» Source excerpt
Ordained by the gods? How do we know? A manifest property of the race, that we shall strive. Accident is the opportunity, not the cause. We fit the accident, the accident fits us. Whatever, we amass physical properties that permit us to survive. I call them "physical" being the simpler inclusive term. I do not exclude other gifts. As in "give", not "gifted". Gifts of our kind, our forebears!

Tangents of the general bell-curve, the genera and the genus. A question of scale, whether the property belongs to the order or to the individual. We make no distinction in the analogy, for that is what the bell-curve is, rationality has not proceeded that far. A confusing figure.

An exponent is a trapped tangent. It describes an integral or completed whole. Though no such being lurks in the crevices of earth. Immortals are myths. And they are usually shape-shifters, having no further metamorphosis to make. What would be the point? Perfection is perfection. You smile, perhaps. Yes, they are our images and compound our faults. I press a point.

The index or indice turns outward, thus, one, two, three... The exponent turns in on itself, self-dividing. Trapped. As when we logically analyze. Fractals, then. Sub-ratios. Internal proportions. Proportions with a different twist. Different properties. Rational properties. Regression to infinity shall not complete a whole. Nor shall extrapolation. They are motions in the mind. Inventions. Our inventions. Gifts to ourselves.

"The waters of the storm-lashed sea is warmer than that of the tranquil ocean, other things being equal."

E.N. Da C. Andrade, The Mechanism of Nature, P.23, G. Bell & Sons, London, 1930

"Our ordinary laws of physics, engineering, and chemistry are laws for the behaviour of crowds of molecules."

ibid, P.34

Try this on for size: "Our ordinary laws of sociology, psychology and economics are laws for the behaviour of crowds of human beings." Individuals discounted. The mass is considered the criterion. The finite comparitive behaviour of a mass in motion. An unnatural whole. We know how crowds perform. As they are jointly impelled. If not, randomly. Other things being equal. Perspectives of scale?

Webster:

Our natural laws of science, then, are not true proportions. Then what are they? "Laws" of finite comparitive behaviour in the mass" Some subjects of observation are particularly obedient, some particularly unruly. Science tackles what it is best at. Processed by graduated scale. Physical science. Other studies try to follow this example identifying the unruly. And the most unruly is subject to randomly variable factors, or so it would seem, where controls are hard if not impossible to locate. Irrational is the word. Welcome to the real world. The world of the senses. Ours. We who discourse on knowledge that permits knowledge. Engulfed in motions. The storm-lashed sea of phenomena. Away from the tranquil ocean of the orderly average where controls exist, or seem to.

"Of course, there is no such thing as a law of nature. There is only the universe, going about its business, while humans scurry around trying to put everything into neat little intellectual boxes... But the boxes have no reality or permanence; a 'law of nature' is useful until we discover cases where it doesn't apply."

» Recorded information
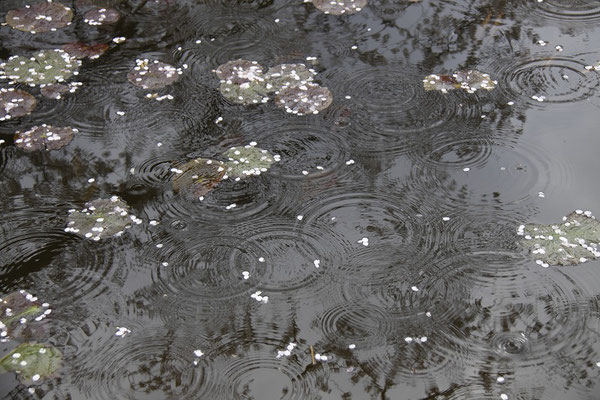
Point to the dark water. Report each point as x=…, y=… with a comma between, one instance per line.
x=485, y=308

» Written tasks
1 - Answer these from the essay on laws of nature:
(a) What does an exponent describe?
(b) What does the essay say immortals usually are?
(c) Which book is the source of the quotation about the storm-lashed sea?
2 - Can you turn the paragraph of the essay on laws of nature that begins "The index or indice turns outward" into a short list that keeps its main points?
3 - Could you carry the essay on laws of nature forward from where it stops, in the same style?
The data has no connection to the essay on laws of nature.

» Answers given
1 -
(a) An integral or completed whole.
(b) Shape-shifters.
(c) The Mechanism of Nature, by E.N. Da C. Andrade (G. Bell & Sons, London, 1930).

2 -
- The index, or indice, turns outward: one, two, three...
- The exponent turns in on itself, self-dividing and trapped, as in logical analysis.
- This gives fractals, sub-ratios, and internal proportions with different, rational properties.
- Neither regression to infinity nor extrapolation completes a whole.
- Both are motions in the mind: our own inventions, gifts to ourselves.

3 -
--Charles Sheffield, The Winding Road, P.98 (copyright 1988) in "New Destinies", Vol III, Spring 1988, Baen

"In human terms, femions are loners, each with its own unique state; bosons love a crowd, and they all tend to jam into the same state."

--ibid P.103

"Is it impossible that a penny fairly tossed shall come down heads six thousand times or more in ten thousand tosses? The answer ... is 'No, not impossible, but exceedingly improbable.' Actually in the case of the penny, it requires a number of eighty-seven zeros to express how improbable it is...
"Suppose we toss only a hundred times: is it so wildly improbably that there will be sixty heads or more? No, it is only thirty-three to one against. And suppose we toss only ten times: the chance of six heads, or more, is quite large, only about 2 to 1 against."

--E.N. Da C. Andrade, The Mechanism of Nature, P.35. [logic 523]

"It's the wumman should measure up, not her measurements. Think of that afore you lose yr head."

--Tich Backhouse, advice to prospective suitor.

"Advice iz ony worth what it'll cost you, if'n you ignore it."

-- ibid

Design is a human concept. So is a law of nature. Nature itself has blood on its hands. Bloodless design explaining blood. Odd! And by means of orderly patterns, admired for their elegance. Clung to for their tidiness. A law of nature ought to be useful in cases where it doesn't apply. Extrapolations of the bell-curve. Warps. We think the truth must be orderly, surely it should contain the disorderly, the unruly, the inexplicable?

Webster:
  • calculate
    • = vi. to forecast consequences

Things only happen in the now, not any other time. To have happened is a dead motion, survived, if at all, by its gradually diminishing reverberations, which too are motions in the now. We put odds on the future and gamble. Number has scale on its side and against it. The individual whatever may have an design of its own. Sometimes called picturesquely, the butterfly effect, which taken as causation is misleading. Dependence on local conditions, perhaps.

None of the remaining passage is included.